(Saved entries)

↓

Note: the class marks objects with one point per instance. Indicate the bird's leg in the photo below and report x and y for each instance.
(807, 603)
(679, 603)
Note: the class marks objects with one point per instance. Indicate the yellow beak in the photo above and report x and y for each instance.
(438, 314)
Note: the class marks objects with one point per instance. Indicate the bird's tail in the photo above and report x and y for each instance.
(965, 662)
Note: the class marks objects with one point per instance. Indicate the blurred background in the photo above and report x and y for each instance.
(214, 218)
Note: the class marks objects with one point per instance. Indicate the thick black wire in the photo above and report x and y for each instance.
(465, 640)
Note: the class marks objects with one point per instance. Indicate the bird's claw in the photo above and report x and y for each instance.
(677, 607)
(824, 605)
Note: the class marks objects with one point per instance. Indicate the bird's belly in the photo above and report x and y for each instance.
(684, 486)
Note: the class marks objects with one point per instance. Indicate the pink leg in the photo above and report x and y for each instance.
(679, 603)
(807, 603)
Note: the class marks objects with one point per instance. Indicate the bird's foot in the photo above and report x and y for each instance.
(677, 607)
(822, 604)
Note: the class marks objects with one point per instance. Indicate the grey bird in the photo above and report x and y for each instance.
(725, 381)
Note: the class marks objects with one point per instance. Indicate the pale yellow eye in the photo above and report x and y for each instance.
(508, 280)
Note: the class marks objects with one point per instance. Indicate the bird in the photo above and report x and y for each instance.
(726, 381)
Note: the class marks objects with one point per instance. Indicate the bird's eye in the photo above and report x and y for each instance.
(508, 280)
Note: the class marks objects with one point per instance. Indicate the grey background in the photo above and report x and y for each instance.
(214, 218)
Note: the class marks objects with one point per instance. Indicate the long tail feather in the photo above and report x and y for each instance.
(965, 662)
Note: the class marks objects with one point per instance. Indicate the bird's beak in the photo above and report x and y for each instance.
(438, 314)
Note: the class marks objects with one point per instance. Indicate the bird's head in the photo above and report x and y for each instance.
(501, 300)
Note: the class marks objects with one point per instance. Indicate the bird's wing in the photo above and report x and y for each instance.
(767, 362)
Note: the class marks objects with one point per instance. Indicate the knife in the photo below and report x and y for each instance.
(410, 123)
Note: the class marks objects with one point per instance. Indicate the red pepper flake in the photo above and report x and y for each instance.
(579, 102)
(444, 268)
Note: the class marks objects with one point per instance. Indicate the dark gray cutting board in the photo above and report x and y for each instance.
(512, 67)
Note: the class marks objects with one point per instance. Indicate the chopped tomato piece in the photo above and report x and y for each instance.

↑

- DESCRIPTION OF THE TASK -
Reproduce every entry above without a single alteration.

- PROBLEM SOLUTION -
Note: the class marks objects with one point per instance. Indicate the bird's leg in the photo below and report x and y for each instance.
(807, 603)
(679, 603)
Note: the class marks objects with one point per instance. Indicate the yellow beak in the photo above and report x and y for each instance.
(438, 314)
Note: the class marks objects with one point per instance. Indicate the bird's tail in the photo above and report x and y for each instance.
(965, 662)
Note: the class marks objects with one point per instance. Indicate the blurred background in the photo above and report x and y for each instance.
(214, 218)
Note: the class marks objects with one point per instance. Indicate the thick black wire in the photo above and report x and y for each instance.
(465, 640)
Note: the class marks objects with one point per instance. Indicate the bird's claw in the photo above and report x and y for each instance.
(677, 607)
(824, 605)
Note: the class marks objects with one point per instance. Indicate the bird's belly in the photo above and report x and y for each instance.
(684, 486)
Note: the class marks objects with one point per instance. Indicate the pink leg in the photo above and report x and y for each instance.
(679, 603)
(807, 603)
Note: the class marks objects with one point per instance. Indicate the bird's foot in the photo above and report x and y for each instance.
(677, 607)
(822, 604)
Note: the class marks objects with one point per instance. Indicate the grey bird in the photo above and report x and y for each instance.
(725, 381)
Note: the class marks objects with one point per instance. Indicate the pale yellow eye in the photo above and report x and y for each instance.
(508, 280)
Note: the class marks objects with one point per instance. Indicate the bird in the photo above and report x and y for each instance.
(726, 381)
Note: the class marks objects with one point per instance. Indicate the bird's eye in the photo above and report x and y for each instance.
(508, 280)
Note: the class marks objects with one point per instance. Indicate the grey background in the photo above and report x and y for each instance.
(214, 218)
Note: the class marks objects with one point per instance. Indicate the long tail feather in the photo above and report x and y for each instance.
(965, 662)
Note: the class marks objects with one point per instance. Indicate the bird's beak in the photo above and report x and y for each instance.
(438, 314)
Note: the class marks objects with one point per instance. Indicate the bird's head in the photo above and report x and y for each instance.
(501, 300)
Note: the class marks objects with one point per instance. Indicate the bird's wing in the photo above and report x and y for each instance.
(767, 362)
Note: the class marks objects with one point per instance. Indicate the knife in the photo below and report x and y for each instance.
(410, 123)
Note: the class marks objects with one point per instance. Indicate the red pepper flake in the photo above and report x and y for each instance.
(579, 102)
(444, 268)
Note: the class marks objects with one point per instance. Indicate the dark gray cutting board in the photo above and report x and y for each instance.
(512, 67)
Note: the class marks objects with one point per instance. Indicate the chopped tomato piece in the photo above and report x and y for each instance.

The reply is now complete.